** CONSIGNE A **
D'après l'extrait à lire, parmi qui les parlementaires étaient-ils recrutés ?
** CONSIGNE B **
Reprenez le passage de l'extrait à lire situé entre « Les récriminations de » et « une tactique consommée. », inclus, en remplaçant « petit port atlantique » par « modeste port atlantique ».

++++ EXTRAIT À LIRE

Accroître les capacités commerciales locales était, pour les pouvoirs pu­blics, un projet dont la réalisation aurait dû recevoir toute l’aide des administra­tions compétentes. Hameau s’était plaint à diverses reprises de l’absence des sub­ventions accordées à La Teste par le gouvernement en dépit des redevances consi­dérables versées au Trésor. Il comprit rapidement et dénonça brutalement les manœuvres occultes des parlementaires, recrutés précisément parmi les grands négociants bordelais « aussi distingués par leurs lumières que par l’élévation de leurs sentiments ». Tous ces armateurs, courtiers et transitaires, abusaient de leur situation auprès du pouvoir central pour détourner les fonds publics vers des villes moins dangereuses que La Teste pour leurs affaires.

Les récriminations de Hameau restèrent sans résultat pratique et les mê­mes hommes cherchèrent par d’autres voies tout aussi obliques à donner le coup de grâce au petit port atlantique. Avec fougue Hameau partit à nouveau en batail­le contre ses puissants adversaires, mais cette fois il sut dissimuler son ardeur derrière une tactique consommée.

++++++++
++++ EXTRAIT DES DONNÉES

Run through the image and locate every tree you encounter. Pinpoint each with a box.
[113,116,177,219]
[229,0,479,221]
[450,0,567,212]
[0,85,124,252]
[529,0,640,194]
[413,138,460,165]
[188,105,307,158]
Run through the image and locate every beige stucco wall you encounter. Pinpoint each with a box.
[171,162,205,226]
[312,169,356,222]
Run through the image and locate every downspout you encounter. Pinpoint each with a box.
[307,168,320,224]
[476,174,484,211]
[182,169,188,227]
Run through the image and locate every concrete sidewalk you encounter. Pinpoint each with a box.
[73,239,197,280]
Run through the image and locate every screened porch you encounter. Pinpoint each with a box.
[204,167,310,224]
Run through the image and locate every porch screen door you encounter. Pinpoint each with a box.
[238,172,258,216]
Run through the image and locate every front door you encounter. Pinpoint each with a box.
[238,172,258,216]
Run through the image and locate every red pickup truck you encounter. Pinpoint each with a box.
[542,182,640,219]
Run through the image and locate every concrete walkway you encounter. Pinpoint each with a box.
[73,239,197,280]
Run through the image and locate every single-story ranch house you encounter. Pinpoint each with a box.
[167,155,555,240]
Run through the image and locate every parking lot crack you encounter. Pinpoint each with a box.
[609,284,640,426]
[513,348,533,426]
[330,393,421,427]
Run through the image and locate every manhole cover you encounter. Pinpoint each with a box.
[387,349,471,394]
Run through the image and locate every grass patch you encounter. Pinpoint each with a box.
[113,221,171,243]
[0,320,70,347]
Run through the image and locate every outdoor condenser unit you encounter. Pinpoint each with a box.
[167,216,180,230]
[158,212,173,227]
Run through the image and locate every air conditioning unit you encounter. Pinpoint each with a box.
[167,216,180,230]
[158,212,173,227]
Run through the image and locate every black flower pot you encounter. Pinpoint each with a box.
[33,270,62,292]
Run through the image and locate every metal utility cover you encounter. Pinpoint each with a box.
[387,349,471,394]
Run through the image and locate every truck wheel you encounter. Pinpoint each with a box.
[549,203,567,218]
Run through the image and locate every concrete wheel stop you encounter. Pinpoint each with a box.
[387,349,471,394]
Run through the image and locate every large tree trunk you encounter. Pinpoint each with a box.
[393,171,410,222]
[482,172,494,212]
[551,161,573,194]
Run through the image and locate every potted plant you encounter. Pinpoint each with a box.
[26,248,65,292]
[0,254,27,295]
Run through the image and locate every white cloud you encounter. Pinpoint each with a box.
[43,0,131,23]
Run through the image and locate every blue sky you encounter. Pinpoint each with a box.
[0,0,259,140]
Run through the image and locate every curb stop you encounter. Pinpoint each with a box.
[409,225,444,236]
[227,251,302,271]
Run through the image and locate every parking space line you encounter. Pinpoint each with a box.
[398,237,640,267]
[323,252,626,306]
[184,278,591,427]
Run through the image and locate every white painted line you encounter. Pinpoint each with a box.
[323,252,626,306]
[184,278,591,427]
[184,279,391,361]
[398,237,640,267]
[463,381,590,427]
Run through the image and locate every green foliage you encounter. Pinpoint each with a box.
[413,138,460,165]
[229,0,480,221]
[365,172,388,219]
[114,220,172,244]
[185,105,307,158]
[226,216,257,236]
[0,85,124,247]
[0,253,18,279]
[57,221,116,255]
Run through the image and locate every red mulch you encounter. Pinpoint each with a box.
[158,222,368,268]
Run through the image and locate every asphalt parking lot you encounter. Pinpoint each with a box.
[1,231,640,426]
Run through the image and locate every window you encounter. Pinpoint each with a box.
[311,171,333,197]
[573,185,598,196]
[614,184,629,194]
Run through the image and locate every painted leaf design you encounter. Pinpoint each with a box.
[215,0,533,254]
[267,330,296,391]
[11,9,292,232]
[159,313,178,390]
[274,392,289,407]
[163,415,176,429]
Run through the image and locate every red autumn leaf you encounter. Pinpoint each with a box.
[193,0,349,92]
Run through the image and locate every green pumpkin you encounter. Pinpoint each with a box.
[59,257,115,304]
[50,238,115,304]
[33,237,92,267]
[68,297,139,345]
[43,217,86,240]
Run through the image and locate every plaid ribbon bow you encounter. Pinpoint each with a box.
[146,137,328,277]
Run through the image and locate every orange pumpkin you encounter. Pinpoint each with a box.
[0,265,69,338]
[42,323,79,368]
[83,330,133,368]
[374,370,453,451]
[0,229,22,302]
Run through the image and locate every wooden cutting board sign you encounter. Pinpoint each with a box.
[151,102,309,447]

++++++++

** RÉPONSE ATTENDUE A **
Parmi les grands négociants bordelais.

** RÉPONSE ATTENDUE B **
Les récriminations de Hameau restèrent sans résultat pratique et les mê­mes hommes cherchèrent par d’autres voies tout aussi obliques à donner le coup de grâce au modeste port atlantique. Avec fougue Hameau partit à nouveau en batail­le contre ses puissants adversaires, mais cette fois il sut dissimuler son ardeur derrière une tactique consommée.